[Point-based annotation data]
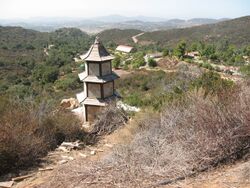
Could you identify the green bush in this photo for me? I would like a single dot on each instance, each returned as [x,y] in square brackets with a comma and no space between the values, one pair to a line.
[212,83]
[32,132]
[152,62]
[245,70]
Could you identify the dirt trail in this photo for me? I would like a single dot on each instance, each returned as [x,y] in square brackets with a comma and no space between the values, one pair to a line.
[53,159]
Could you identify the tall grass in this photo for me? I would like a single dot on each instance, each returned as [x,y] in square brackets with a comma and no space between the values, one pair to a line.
[28,131]
[188,137]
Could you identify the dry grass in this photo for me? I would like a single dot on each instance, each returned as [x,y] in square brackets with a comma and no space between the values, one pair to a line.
[28,132]
[184,139]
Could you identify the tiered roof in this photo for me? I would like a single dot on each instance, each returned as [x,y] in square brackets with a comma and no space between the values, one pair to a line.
[97,53]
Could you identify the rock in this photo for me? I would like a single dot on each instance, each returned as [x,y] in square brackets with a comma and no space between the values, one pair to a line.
[20,178]
[72,145]
[62,162]
[67,157]
[109,145]
[6,184]
[82,155]
[69,104]
[46,169]
[64,149]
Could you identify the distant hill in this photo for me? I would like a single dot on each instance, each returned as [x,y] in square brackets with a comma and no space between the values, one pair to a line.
[236,31]
[98,24]
[118,36]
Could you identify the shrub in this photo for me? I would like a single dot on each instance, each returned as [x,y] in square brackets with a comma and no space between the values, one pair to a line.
[28,132]
[245,70]
[152,62]
[186,138]
[116,62]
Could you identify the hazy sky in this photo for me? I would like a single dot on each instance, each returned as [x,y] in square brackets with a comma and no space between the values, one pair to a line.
[156,8]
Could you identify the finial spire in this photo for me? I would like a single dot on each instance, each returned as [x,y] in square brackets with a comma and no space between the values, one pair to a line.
[97,40]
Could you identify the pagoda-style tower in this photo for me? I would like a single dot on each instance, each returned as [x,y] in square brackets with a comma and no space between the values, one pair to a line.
[98,80]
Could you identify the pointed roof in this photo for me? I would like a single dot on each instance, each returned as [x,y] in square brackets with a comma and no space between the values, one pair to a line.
[97,52]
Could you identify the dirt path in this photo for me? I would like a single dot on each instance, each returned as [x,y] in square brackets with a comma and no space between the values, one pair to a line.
[92,153]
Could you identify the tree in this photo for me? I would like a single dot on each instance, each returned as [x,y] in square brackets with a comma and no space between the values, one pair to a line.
[180,49]
[116,62]
[165,52]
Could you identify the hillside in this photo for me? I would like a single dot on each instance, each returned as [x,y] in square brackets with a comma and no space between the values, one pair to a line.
[236,31]
[118,36]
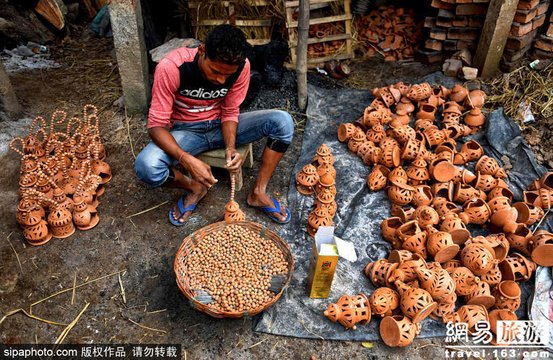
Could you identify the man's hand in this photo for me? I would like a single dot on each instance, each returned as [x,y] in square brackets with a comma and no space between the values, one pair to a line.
[199,170]
[234,159]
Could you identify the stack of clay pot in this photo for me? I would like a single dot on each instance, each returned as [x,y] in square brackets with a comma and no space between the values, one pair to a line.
[62,176]
[318,179]
[437,187]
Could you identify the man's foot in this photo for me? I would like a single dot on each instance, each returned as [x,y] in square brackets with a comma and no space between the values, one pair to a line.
[195,194]
[264,200]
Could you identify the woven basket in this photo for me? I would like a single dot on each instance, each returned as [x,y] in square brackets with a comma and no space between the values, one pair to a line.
[193,239]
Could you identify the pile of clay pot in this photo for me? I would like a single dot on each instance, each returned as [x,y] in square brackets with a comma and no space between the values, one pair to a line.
[62,175]
[319,178]
[433,200]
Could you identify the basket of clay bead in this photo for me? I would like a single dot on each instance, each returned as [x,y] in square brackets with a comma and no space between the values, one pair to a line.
[233,269]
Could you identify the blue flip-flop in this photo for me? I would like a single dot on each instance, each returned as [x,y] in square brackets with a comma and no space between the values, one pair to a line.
[182,210]
[267,210]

--- Set exercise ---
Write out, word for word, the line containing "Could you identify the woven" and every line after it to the end of the data above.

--- Response to the task ---
Could you identify the woven basket in this photo for me? I would like a single dot on each instance, each returned as [x,y] in square brackets with a comma and no space between the values, one pair to a line.
[193,239]
Could you identify the pile of clay pot in this photo for me? I would like a single dot on each instance, each returned as [x,y] in square brackets with a comma and no space between the values, one pair to a line.
[62,175]
[319,178]
[433,200]
Could you identify the basket of clay bead in this photo for me? I would like a single dot on each instance, each returned as [x,y] in square brackets with a comma and no space between the values, one pair to a line.
[233,269]
Could you identify the blue flip-flop in this photo for me? I would like a single dot on each instance, each returned as [x,y] in square brackets with a comma and no space between the values, one pair to a line.
[182,210]
[267,210]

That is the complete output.